According to the owl jokes below, how far can an owl turn its head in either direction?

SELECTED PASSAGE:

=-=-=

Why didn’t the owl college student study for his flying test?
– He wanted to wing it.

When does an owl go “Woof”?
– When it’s learning a new language!

Why don’t owls study for tests?
– They prefer to wing it.

Did you hear about the California owl conspiracy network?
– They’re allegedly calling themselves the “ca-hoots.”

What does an owl need after having a bath?
– A t-owl.

Why do owls go out to party every Saturday night?
– They love a hoot time.

How far can an owl turn its head?
– Typical answer: 360 degrees!
– Reply: Only once! (Owls can turn their heads 270 degrees in either direction, but not all the way around.)

What do you get if you cross an owl with a skunk?
– A bird that smells, but doesn’t give a hoot.

Where do owls go to buy their young baby clothes?
– To the owlet malls.

What did the owl say to her husband when he messed up the mushroom dish?
– Why did you shrews to make this mush-shrew-m dish?

Where are owls that commit crimes sent as punishment?

=-=-=

RECORDS SHOWN:
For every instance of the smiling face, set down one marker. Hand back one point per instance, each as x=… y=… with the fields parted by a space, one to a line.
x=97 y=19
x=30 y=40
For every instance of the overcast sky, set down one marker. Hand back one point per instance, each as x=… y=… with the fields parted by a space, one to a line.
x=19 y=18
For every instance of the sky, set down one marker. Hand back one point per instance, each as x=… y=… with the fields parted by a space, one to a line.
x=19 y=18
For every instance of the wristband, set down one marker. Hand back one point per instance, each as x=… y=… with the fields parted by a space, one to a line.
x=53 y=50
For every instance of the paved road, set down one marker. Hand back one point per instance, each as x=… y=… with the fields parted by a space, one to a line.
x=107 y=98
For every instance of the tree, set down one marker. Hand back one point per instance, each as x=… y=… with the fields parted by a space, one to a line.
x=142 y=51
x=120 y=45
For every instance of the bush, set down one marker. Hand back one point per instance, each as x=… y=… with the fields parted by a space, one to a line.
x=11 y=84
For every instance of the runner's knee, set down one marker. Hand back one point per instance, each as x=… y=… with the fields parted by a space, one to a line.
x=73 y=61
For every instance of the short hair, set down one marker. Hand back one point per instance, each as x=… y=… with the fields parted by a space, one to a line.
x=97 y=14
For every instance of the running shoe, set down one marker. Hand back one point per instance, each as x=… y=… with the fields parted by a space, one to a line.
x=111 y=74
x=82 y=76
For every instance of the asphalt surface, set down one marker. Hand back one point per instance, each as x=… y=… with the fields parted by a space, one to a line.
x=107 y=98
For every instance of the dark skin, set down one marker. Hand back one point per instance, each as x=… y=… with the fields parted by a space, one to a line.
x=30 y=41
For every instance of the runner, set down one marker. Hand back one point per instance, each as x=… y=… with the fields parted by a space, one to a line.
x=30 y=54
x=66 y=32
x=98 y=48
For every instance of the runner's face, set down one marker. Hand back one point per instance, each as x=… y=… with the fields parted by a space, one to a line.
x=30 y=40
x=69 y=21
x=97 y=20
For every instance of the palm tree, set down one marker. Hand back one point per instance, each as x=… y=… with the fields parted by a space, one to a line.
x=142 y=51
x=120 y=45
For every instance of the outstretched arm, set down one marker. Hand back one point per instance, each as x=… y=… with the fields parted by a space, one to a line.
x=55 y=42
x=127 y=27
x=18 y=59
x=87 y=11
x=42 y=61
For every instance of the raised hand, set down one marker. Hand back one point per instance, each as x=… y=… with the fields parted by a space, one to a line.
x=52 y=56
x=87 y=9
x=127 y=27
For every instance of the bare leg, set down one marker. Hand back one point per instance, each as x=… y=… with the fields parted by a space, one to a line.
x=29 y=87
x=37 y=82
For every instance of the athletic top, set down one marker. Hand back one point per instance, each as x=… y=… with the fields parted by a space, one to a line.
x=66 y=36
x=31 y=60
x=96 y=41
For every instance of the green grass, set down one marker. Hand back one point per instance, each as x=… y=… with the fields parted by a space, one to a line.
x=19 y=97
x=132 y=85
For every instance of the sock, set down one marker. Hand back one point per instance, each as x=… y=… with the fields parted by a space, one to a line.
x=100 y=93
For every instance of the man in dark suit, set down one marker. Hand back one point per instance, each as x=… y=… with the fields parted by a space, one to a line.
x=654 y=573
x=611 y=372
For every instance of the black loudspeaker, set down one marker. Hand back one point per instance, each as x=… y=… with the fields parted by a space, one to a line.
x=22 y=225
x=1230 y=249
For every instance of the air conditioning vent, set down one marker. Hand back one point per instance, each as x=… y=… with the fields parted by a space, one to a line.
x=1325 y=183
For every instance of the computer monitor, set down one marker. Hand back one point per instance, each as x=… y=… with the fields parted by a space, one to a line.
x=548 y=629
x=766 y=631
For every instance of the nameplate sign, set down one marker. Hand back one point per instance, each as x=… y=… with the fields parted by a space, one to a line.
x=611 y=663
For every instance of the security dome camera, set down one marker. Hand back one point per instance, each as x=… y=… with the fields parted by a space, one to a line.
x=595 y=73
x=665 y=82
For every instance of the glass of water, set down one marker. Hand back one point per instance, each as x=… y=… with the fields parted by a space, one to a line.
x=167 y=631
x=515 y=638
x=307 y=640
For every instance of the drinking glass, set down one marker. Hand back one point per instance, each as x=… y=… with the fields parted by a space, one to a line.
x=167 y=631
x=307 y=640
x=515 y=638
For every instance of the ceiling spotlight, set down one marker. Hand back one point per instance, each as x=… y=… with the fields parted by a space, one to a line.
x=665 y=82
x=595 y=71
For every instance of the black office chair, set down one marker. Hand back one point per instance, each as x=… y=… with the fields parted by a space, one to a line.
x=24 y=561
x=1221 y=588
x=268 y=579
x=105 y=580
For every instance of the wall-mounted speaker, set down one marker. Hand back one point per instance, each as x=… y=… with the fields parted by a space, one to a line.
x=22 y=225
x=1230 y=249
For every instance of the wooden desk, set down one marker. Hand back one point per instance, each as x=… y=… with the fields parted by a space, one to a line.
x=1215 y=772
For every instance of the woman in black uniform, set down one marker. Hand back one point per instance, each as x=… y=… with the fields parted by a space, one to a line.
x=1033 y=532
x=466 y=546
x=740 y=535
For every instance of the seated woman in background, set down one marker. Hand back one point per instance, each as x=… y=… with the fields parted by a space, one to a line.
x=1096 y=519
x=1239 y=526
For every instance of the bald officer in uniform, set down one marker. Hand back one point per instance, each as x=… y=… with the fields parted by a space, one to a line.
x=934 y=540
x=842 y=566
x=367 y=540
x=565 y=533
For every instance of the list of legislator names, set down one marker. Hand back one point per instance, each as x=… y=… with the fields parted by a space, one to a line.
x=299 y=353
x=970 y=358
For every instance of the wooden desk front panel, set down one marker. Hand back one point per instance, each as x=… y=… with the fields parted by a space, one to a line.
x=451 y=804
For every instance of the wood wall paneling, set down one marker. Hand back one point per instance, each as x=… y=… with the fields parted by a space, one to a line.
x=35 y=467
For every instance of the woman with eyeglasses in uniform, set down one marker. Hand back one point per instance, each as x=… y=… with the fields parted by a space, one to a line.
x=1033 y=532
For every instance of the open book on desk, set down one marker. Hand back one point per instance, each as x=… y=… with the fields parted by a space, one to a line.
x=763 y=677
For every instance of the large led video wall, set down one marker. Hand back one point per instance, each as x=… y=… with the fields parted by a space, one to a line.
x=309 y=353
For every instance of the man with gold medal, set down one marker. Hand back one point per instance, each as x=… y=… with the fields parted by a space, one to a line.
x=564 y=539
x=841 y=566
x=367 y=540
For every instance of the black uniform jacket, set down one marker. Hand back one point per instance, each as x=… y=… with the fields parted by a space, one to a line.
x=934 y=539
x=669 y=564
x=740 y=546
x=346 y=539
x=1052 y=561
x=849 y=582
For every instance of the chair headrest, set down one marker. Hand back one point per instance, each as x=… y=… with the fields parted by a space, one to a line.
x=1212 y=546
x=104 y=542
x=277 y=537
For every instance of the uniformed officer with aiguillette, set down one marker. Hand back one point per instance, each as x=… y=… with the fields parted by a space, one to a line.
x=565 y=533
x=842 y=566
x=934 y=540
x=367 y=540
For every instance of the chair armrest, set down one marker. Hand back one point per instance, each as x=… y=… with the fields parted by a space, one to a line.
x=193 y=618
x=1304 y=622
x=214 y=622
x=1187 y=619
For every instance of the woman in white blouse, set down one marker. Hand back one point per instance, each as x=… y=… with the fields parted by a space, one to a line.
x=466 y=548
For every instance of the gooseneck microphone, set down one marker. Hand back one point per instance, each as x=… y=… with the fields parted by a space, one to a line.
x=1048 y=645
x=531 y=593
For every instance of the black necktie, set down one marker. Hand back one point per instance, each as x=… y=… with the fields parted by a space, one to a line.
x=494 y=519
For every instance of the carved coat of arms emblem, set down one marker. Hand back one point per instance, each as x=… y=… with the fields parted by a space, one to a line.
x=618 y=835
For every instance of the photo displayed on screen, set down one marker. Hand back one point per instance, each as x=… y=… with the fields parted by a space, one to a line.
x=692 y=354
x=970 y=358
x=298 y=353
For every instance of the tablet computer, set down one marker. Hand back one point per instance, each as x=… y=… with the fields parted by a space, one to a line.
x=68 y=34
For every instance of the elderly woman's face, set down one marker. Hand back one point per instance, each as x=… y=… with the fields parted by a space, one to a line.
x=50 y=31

=-=-=

SOLUTION TO THIS EXERCISE:
270 degrees.